▸ **What the task asks**
Reproduce, word for word, the portion of the records below that opens with the line containing "Can you find the dark vegetation?" and closes with the line containing "point(183, 343)", keeping both of those lines.

:::

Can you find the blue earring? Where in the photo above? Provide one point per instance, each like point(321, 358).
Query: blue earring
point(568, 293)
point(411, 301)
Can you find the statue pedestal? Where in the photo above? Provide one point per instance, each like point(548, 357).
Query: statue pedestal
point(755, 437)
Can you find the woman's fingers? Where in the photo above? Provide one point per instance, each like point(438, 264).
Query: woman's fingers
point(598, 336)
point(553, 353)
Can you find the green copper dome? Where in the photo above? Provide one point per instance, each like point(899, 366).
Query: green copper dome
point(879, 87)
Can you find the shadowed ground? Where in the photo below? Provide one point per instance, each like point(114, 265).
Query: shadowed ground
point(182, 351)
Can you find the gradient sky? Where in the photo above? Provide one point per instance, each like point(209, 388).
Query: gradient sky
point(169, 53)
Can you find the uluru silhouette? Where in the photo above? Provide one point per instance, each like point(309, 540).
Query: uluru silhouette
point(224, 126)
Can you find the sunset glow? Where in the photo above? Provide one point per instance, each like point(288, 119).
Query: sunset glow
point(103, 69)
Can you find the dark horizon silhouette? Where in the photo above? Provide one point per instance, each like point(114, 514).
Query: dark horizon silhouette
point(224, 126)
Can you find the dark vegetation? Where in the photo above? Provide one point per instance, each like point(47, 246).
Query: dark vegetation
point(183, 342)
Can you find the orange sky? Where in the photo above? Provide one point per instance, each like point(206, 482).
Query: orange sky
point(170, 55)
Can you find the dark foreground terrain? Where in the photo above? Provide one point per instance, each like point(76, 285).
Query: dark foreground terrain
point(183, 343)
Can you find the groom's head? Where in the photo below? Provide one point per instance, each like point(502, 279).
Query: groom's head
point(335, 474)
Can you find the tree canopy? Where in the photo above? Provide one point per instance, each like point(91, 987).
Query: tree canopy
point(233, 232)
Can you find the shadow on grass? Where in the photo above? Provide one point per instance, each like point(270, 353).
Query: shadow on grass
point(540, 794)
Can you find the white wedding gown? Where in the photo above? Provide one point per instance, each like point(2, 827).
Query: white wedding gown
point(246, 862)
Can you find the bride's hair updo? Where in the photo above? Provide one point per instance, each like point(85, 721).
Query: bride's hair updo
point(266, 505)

:::

▸ **Reply**
Can you find the dark vegetation? Where in the photo above? Provide one point per instance, each like point(47, 246).
Query: dark vegetation
point(183, 342)
Can you find the orange sky? Where in the photo above? Provide one point per instance, each like point(206, 482).
Query: orange sky
point(170, 55)
Can you find the dark foreground terrain? Where in the photo above? Provide one point per instance, each like point(76, 285).
Query: dark foreground terrain
point(183, 343)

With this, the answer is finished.